- WHAT THE EXERCISE ASKS:
Output the lines of the entries below, from the line with "Find the pothole" to the line with "(1030, 465)", both included, as a Markdown table with the columns Row and Text. Number each line and leave out blank lines.

- DATASET CONTENT:
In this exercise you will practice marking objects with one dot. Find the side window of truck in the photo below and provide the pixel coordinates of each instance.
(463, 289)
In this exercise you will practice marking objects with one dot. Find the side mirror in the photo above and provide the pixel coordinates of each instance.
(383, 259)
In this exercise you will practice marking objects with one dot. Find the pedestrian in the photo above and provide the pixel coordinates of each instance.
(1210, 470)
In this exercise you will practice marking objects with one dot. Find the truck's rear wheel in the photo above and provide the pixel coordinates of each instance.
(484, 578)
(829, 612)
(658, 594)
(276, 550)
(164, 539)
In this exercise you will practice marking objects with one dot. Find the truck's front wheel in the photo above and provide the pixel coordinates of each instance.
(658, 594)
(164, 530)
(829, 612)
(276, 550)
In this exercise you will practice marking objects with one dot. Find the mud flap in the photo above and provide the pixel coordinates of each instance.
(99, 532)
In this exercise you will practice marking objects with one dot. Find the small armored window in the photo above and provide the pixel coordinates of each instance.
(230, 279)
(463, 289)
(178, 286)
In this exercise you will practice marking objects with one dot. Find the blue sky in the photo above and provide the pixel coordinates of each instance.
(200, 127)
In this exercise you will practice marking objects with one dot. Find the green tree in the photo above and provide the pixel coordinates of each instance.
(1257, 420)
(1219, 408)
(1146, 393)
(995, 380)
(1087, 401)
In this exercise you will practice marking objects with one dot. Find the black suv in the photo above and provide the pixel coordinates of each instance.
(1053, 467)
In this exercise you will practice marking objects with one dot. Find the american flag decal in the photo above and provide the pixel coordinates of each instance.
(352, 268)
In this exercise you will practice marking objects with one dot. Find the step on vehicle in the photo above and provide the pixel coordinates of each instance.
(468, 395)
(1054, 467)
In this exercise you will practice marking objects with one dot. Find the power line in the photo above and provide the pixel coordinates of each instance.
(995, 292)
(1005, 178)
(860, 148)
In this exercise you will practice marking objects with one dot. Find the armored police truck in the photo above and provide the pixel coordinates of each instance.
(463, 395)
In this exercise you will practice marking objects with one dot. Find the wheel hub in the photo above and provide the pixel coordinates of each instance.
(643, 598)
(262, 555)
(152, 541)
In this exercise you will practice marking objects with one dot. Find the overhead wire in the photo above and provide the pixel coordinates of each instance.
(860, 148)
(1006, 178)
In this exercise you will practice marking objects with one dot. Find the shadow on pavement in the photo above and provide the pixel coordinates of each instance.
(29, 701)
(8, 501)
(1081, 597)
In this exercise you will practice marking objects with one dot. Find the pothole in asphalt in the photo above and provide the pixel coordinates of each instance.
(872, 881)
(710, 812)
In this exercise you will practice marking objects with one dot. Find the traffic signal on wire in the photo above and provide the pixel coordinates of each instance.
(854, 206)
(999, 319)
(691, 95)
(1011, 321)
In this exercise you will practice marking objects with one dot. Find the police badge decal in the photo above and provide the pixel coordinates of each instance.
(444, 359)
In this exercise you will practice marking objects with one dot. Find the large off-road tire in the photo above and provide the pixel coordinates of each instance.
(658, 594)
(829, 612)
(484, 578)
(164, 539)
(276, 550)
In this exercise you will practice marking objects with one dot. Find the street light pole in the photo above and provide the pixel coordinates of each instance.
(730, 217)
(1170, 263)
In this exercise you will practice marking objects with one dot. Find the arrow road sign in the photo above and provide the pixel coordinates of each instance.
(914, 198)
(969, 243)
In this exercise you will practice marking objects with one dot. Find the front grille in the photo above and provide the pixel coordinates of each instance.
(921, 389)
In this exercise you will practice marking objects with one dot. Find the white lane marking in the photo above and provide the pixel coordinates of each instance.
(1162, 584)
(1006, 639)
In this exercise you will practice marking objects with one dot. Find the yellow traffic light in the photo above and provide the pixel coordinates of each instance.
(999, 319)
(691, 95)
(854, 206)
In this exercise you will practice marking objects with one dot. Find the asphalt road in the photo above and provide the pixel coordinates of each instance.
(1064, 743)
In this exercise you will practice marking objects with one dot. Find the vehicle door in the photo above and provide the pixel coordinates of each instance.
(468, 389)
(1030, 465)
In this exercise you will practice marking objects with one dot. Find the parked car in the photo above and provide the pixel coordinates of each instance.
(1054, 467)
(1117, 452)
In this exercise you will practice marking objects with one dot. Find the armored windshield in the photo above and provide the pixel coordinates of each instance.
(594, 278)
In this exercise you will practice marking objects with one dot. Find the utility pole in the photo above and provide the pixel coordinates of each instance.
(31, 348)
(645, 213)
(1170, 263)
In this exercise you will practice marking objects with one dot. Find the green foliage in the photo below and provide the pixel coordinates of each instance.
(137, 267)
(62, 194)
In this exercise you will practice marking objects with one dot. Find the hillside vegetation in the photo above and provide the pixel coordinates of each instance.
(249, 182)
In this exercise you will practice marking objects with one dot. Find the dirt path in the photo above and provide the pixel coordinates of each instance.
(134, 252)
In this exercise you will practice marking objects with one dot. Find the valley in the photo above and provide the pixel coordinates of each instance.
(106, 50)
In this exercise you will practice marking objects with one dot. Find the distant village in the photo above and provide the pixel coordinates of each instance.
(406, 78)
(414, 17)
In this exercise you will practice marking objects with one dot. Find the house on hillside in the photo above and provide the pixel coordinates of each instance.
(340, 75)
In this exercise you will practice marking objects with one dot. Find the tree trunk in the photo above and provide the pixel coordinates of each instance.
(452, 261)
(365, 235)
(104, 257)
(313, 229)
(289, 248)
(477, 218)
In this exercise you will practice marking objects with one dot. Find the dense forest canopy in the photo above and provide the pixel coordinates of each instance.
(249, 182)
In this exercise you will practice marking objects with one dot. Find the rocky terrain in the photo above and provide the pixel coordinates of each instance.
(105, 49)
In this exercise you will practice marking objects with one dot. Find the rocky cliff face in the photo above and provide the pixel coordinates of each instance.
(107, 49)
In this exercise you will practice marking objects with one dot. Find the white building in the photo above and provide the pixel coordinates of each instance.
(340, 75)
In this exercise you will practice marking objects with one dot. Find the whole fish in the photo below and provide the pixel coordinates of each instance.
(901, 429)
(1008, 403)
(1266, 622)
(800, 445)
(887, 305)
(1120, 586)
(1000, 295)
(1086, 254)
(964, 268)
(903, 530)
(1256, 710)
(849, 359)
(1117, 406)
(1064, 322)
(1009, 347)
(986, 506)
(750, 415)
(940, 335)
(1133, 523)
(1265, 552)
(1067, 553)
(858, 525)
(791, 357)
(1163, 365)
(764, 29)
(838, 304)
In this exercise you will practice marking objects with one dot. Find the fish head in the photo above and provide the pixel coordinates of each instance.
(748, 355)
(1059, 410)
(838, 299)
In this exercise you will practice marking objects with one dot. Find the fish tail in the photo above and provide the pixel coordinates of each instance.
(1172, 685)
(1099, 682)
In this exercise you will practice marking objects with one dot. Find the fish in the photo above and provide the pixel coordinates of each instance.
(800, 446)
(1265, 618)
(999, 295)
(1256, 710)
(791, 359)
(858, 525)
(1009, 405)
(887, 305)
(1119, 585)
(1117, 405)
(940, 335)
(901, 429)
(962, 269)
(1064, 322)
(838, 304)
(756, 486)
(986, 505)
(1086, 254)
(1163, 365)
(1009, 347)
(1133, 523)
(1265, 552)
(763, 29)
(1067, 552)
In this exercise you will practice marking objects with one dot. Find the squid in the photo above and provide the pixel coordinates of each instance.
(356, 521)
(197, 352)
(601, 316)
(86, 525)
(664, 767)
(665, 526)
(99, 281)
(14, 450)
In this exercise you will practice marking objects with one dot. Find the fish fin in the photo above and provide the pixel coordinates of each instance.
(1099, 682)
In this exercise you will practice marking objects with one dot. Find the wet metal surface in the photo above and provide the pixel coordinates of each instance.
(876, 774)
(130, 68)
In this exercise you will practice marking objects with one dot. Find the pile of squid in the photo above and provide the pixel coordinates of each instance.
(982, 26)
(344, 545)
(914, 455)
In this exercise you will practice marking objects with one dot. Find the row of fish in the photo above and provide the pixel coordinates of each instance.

- CORRECT RESULT:
| Row | Text |
|---|---|
| 1 | In this exercise you will practice marking objects with one dot. Find the pothole in asphalt in the photo above and provide the pixel coordinates of each instance. |
| 2 | (872, 881) |
| 3 | (710, 812) |
| 4 | In this exercise you will practice marking objects with one dot. Find the traffic signal on wire in the photo above and provide the pixel coordinates of each instance. |
| 5 | (854, 206) |
| 6 | (999, 319) |
| 7 | (691, 95) |
| 8 | (1011, 321) |
| 9 | In this exercise you will practice marking objects with one dot. Find the police badge decal in the photo above and provide the pixel coordinates of each instance. |
| 10 | (444, 359) |
| 11 | In this exercise you will practice marking objects with one dot. Find the large off-road tire in the photo above and provide the pixel coordinates of each instance. |
| 12 | (658, 594) |
| 13 | (829, 612) |
| 14 | (484, 578) |
| 15 | (164, 539) |
| 16 | (276, 550) |
| 17 | In this exercise you will practice marking objects with one dot. Find the street light pole in the photo above and provide the pixel coordinates of each instance. |
| 18 | (730, 217) |
| 19 | (1170, 263) |
| 20 | In this exercise you will practice marking objects with one dot. Find the arrow road sign in the photo above and provide the pixel coordinates of each instance. |
| 21 | (914, 198) |
| 22 | (969, 243) |
| 23 | In this exercise you will practice marking objects with one dot. Find the front grille in the photo above and provide the pixel coordinates of each instance. |
| 24 | (921, 389) |
| 25 | In this exercise you will practice marking objects with one dot. Find the white lane marking in the photo above and provide the pixel coordinates of each instance. |
| 26 | (1162, 584) |
| 27 | (1006, 639) |
| 28 | In this exercise you will practice marking objects with one dot. Find the yellow traffic light in the photo above and provide the pixel coordinates of each instance. |
| 29 | (999, 319) |
| 30 | (691, 95) |
| 31 | (854, 206) |
| 32 | In this exercise you will practice marking objects with one dot. Find the asphalt road in the photo above and provide the pixel coordinates of each instance. |
| 33 | (1064, 743) |
| 34 | In this exercise you will practice marking objects with one dot. Find the vehicle door in the photo above and provide the pixel coordinates of each instance. |
| 35 | (468, 389) |
| 36 | (1030, 465) |